* Begin EXCERPT TO READ *

How Pakistan’s NFCs have outperformed India, Sri Lanka’s

Many companies have opted for inter-corporate financing rather than taking bank loans


Kazim Alam July 04, 2016
Many companies have opted for inter-corporate financing rather than taking bank loans. PHOTO: REUTERS

KARACHI: Credit greases the engine of economic growth. In particular, loans to private-sector businesses are considered a mainstay of the modern economy: credit lets private-sector businesses invest in new plants, machinery, inventory and human resources. New jobs are created, consumption goes up, and so does the GDP.

In contrast, slow growth in private-sector credit uptake leads to fewer jobs, limited expansion in businesses and stagnant income levels.

In short, credit is the oxygen that keeps the economy going.

Pakistan's economic output rising at healthy pace

So what should one make of the fact that banks’ credit to the private sector as a percentage of GDP has dropped by nearly half post-2009?

Of course, GDP growth has been far from satisfactory for the last six years. But what about the profitability of large private-sector companies that are typically the primary recipients of banks’ credit?

* End EXCERPT TO READ *
* Begin DATASET CONTENT *

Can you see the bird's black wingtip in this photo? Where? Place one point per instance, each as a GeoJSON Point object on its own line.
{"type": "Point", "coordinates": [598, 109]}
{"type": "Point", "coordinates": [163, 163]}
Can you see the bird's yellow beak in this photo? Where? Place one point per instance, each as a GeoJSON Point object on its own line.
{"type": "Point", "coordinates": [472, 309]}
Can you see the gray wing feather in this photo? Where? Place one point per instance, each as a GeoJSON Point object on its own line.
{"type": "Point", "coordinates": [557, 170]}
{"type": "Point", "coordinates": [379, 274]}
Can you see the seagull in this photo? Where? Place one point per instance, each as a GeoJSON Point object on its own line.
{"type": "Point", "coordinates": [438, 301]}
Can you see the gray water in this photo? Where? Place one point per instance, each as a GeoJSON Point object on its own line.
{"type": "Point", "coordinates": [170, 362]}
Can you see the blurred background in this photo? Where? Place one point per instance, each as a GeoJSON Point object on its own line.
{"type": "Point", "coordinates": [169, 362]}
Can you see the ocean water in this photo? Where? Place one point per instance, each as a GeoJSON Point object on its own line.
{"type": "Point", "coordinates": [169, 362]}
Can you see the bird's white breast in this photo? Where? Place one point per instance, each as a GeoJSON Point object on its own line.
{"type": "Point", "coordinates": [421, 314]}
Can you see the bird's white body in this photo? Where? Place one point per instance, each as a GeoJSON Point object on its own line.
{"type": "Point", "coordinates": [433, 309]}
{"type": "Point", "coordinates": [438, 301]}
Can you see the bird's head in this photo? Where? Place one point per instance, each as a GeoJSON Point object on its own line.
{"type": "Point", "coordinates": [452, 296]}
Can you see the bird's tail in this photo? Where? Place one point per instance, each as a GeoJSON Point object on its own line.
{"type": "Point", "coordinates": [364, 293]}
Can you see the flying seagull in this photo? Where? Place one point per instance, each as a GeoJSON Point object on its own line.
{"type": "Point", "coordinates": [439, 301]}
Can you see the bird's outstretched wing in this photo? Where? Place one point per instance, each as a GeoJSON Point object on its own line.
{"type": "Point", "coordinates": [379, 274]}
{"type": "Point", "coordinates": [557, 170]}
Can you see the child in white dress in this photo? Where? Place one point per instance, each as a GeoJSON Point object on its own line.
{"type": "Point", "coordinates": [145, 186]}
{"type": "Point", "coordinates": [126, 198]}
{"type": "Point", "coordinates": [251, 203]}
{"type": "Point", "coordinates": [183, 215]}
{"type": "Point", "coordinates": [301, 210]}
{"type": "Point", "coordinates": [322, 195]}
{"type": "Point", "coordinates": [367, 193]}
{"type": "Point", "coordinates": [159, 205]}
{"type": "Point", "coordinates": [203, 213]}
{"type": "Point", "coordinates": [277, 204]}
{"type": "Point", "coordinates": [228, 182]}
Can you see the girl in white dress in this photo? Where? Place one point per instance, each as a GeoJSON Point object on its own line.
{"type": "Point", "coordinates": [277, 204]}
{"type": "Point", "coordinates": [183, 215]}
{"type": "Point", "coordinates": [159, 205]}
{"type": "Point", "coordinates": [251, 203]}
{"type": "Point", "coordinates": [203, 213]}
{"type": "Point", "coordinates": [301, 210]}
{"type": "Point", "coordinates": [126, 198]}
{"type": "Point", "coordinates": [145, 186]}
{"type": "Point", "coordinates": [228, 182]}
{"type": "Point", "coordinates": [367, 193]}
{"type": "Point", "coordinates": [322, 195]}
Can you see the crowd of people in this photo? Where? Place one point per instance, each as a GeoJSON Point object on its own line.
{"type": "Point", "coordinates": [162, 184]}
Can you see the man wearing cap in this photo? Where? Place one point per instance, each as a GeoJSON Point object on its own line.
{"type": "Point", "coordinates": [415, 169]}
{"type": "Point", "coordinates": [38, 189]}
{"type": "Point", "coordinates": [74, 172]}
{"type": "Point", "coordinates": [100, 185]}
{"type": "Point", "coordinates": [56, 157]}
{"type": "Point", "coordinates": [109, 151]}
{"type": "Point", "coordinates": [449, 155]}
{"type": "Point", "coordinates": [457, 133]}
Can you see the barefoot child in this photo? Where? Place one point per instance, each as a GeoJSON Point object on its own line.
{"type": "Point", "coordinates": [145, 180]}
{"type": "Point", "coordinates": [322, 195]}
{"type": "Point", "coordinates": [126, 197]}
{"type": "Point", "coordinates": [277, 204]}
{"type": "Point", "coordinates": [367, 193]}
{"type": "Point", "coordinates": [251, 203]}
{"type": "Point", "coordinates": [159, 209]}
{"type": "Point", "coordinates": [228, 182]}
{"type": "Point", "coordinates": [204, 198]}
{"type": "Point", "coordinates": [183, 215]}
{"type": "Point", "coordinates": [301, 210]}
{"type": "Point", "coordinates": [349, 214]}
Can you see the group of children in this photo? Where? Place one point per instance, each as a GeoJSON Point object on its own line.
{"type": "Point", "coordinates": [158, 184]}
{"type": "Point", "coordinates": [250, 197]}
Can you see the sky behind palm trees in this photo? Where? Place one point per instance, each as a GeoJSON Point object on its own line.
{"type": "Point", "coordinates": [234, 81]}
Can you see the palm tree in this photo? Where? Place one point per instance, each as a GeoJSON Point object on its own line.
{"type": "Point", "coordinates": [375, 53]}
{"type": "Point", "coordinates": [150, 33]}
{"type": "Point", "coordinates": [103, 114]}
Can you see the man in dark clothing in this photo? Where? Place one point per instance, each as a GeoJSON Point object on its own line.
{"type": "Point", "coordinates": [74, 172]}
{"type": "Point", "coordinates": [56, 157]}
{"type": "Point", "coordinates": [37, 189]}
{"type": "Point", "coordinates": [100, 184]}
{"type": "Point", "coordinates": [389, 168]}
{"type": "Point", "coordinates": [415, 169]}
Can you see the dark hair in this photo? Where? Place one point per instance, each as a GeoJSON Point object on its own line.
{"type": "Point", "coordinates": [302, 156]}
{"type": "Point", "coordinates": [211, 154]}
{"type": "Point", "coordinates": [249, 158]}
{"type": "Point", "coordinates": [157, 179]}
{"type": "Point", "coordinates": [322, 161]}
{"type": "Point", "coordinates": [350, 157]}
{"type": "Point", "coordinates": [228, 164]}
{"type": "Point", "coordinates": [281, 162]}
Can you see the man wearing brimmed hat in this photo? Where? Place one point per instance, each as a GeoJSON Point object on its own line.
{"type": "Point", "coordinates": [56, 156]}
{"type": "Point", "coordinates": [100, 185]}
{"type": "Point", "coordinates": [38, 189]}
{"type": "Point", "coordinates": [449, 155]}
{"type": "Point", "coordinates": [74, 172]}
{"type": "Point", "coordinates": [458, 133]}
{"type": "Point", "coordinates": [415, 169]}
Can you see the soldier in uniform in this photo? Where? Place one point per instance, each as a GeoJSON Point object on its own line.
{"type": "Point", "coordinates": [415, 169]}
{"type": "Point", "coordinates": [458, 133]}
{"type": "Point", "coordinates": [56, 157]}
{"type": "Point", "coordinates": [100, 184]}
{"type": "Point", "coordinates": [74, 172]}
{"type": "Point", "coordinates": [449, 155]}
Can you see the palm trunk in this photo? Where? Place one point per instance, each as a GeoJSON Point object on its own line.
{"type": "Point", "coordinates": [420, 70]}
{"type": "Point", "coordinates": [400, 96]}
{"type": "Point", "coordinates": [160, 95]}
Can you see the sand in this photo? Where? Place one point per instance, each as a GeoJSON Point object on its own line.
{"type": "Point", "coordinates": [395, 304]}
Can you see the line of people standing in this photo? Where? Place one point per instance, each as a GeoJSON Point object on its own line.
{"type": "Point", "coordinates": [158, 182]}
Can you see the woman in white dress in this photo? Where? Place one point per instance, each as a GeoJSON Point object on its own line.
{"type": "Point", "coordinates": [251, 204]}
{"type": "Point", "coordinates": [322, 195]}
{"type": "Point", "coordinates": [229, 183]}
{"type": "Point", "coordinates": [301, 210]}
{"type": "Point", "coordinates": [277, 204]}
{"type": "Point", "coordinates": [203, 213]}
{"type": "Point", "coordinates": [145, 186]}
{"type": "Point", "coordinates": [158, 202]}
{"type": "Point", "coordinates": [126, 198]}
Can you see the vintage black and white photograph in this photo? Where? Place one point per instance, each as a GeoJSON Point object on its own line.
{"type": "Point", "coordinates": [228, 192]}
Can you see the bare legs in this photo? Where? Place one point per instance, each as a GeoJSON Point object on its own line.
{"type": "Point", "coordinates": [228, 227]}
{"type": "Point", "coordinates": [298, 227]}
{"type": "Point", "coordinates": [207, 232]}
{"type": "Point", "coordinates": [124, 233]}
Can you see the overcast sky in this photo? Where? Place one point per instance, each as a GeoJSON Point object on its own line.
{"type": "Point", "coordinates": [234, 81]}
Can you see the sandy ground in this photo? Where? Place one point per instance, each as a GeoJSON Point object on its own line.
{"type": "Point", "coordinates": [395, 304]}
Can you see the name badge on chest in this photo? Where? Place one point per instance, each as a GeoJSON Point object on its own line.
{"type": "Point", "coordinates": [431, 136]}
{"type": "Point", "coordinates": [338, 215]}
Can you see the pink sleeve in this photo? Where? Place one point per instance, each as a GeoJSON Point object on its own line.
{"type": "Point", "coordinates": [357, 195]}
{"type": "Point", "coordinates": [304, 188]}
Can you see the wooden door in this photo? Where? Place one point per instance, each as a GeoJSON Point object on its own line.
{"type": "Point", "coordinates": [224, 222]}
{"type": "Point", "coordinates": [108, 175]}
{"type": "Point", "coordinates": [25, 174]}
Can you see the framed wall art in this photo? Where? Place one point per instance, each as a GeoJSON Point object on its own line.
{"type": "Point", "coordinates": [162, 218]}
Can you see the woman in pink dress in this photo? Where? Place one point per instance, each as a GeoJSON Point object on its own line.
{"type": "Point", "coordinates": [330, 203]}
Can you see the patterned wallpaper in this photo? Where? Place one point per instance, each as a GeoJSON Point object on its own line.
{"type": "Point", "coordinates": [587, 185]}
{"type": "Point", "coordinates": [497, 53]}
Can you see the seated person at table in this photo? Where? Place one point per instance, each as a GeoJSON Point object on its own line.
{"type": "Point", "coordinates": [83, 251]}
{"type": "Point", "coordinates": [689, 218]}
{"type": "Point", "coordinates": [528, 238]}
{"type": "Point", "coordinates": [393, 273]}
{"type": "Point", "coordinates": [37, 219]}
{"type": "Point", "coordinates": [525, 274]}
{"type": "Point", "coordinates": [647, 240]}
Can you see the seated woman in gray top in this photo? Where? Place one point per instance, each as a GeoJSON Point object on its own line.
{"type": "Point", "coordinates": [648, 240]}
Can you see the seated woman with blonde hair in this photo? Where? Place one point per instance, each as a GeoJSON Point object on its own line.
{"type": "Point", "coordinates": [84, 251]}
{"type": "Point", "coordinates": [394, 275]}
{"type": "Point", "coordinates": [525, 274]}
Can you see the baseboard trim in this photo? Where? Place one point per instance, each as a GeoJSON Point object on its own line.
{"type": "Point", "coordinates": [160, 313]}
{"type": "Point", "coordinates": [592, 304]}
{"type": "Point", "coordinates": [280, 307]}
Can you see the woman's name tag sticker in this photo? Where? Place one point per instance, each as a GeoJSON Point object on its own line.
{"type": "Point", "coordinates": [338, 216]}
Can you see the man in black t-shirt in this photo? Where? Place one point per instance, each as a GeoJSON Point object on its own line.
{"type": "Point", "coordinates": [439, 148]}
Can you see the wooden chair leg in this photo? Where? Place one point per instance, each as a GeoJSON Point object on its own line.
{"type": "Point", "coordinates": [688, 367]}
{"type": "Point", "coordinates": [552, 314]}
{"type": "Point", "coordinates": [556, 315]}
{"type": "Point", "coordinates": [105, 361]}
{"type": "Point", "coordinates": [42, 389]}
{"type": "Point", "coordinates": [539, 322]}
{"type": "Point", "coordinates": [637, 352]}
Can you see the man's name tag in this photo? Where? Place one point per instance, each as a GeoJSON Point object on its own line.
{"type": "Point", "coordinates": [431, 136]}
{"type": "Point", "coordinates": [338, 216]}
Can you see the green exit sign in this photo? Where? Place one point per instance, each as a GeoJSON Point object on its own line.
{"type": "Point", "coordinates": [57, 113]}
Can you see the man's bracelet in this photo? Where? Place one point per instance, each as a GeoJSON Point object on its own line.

* End DATASET CONTENT *

According to the article on private-sector credit, what can credit let private-sector businesses invest in? Name every item it lists. This data comes from a separate source.

REPLY TO THE EXERCISE: New plants, machinery, inventory, and human resources.